[[ DATA FOR THE TASK open ]]

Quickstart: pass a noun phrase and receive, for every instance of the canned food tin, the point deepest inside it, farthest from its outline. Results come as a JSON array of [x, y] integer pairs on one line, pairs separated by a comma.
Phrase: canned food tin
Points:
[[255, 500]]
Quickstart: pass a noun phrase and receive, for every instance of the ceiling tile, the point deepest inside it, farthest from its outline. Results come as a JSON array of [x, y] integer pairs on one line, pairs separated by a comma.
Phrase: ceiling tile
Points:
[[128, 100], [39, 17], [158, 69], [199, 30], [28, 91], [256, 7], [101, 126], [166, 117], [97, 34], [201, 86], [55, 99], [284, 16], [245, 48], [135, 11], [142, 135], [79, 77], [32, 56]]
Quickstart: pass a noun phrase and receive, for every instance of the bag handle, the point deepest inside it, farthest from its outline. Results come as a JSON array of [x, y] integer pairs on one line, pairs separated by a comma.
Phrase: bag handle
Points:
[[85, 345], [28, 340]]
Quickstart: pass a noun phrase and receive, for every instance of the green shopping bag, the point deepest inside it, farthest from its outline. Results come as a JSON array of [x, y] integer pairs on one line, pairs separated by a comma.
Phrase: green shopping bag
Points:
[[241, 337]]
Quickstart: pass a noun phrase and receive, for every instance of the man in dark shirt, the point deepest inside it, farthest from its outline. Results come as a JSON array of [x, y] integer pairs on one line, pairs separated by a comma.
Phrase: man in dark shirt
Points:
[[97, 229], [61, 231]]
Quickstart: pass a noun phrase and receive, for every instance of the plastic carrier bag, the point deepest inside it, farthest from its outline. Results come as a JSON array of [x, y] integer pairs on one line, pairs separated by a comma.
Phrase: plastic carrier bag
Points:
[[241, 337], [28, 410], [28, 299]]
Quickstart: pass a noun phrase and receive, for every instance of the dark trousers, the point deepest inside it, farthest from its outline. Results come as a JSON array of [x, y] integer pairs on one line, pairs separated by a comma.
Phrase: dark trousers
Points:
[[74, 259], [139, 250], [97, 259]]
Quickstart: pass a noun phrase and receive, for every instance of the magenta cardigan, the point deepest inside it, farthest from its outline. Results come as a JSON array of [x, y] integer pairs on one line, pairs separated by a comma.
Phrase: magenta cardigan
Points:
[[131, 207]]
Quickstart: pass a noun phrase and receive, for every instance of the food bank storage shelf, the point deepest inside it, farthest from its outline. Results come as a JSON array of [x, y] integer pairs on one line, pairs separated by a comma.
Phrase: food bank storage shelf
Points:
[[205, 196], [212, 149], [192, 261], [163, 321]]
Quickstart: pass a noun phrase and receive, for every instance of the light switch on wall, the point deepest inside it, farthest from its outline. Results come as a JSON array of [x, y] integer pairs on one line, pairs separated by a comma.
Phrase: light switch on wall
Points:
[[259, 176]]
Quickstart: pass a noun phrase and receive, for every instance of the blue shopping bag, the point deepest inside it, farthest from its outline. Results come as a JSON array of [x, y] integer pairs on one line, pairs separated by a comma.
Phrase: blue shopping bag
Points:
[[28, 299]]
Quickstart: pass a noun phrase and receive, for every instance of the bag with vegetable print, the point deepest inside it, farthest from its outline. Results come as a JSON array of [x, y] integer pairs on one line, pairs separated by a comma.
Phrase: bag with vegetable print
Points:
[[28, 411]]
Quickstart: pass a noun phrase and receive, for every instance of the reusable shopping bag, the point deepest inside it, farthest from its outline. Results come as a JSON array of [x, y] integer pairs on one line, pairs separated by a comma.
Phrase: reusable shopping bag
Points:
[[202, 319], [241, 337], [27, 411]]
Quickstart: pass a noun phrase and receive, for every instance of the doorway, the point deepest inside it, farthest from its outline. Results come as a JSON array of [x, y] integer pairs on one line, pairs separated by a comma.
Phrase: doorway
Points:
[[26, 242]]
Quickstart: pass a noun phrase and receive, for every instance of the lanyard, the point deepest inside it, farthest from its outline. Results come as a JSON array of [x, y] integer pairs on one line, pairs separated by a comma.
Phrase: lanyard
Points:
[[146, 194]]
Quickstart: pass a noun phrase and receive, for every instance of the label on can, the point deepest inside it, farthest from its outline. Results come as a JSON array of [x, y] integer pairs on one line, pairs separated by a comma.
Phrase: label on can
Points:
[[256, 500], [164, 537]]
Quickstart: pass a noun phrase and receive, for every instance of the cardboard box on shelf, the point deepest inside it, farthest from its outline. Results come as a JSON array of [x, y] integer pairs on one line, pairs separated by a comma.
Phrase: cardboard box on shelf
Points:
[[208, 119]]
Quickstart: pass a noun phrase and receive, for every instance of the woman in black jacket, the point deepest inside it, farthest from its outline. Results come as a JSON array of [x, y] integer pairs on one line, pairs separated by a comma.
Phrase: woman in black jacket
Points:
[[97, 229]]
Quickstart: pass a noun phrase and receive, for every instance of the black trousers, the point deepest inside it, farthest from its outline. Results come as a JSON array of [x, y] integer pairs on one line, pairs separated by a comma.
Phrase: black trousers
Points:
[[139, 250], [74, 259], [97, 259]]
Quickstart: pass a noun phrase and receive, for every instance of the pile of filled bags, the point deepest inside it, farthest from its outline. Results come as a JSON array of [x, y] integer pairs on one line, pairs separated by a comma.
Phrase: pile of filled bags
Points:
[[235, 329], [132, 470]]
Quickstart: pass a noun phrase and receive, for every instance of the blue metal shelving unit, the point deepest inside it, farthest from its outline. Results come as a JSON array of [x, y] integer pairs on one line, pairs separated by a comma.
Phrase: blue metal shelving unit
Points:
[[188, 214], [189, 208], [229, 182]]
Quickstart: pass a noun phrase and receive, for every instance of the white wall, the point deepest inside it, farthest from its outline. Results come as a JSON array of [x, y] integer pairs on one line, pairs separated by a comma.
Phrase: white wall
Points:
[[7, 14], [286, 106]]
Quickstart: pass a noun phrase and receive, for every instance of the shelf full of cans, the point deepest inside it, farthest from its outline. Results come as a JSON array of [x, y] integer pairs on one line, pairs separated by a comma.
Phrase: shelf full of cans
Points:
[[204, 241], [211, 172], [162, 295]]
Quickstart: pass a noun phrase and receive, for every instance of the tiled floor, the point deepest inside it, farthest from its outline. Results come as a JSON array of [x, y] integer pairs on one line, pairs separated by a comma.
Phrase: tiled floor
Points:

[[ DATA FOR THE TASK closed ]]

Whenever the string "wall" shows up in a line of the records, copy that line.

Quickstart: pass a noun phrase and receive, for every instance of the light switch on wall, the point deepest inside it, farthest from its outline. Results come as a JSON array of [x, y] integer pairs on one line, pairs separated by a comma.
Phrase: light switch on wall
Quickstart: pass a noun phrase and receive, for every instance of the white wall, the point deepest inside it, farthest from its outline. Results come as a JSON array of [x, y] integer pairs on one line, pairs separated by a comma.
Phrase: white wall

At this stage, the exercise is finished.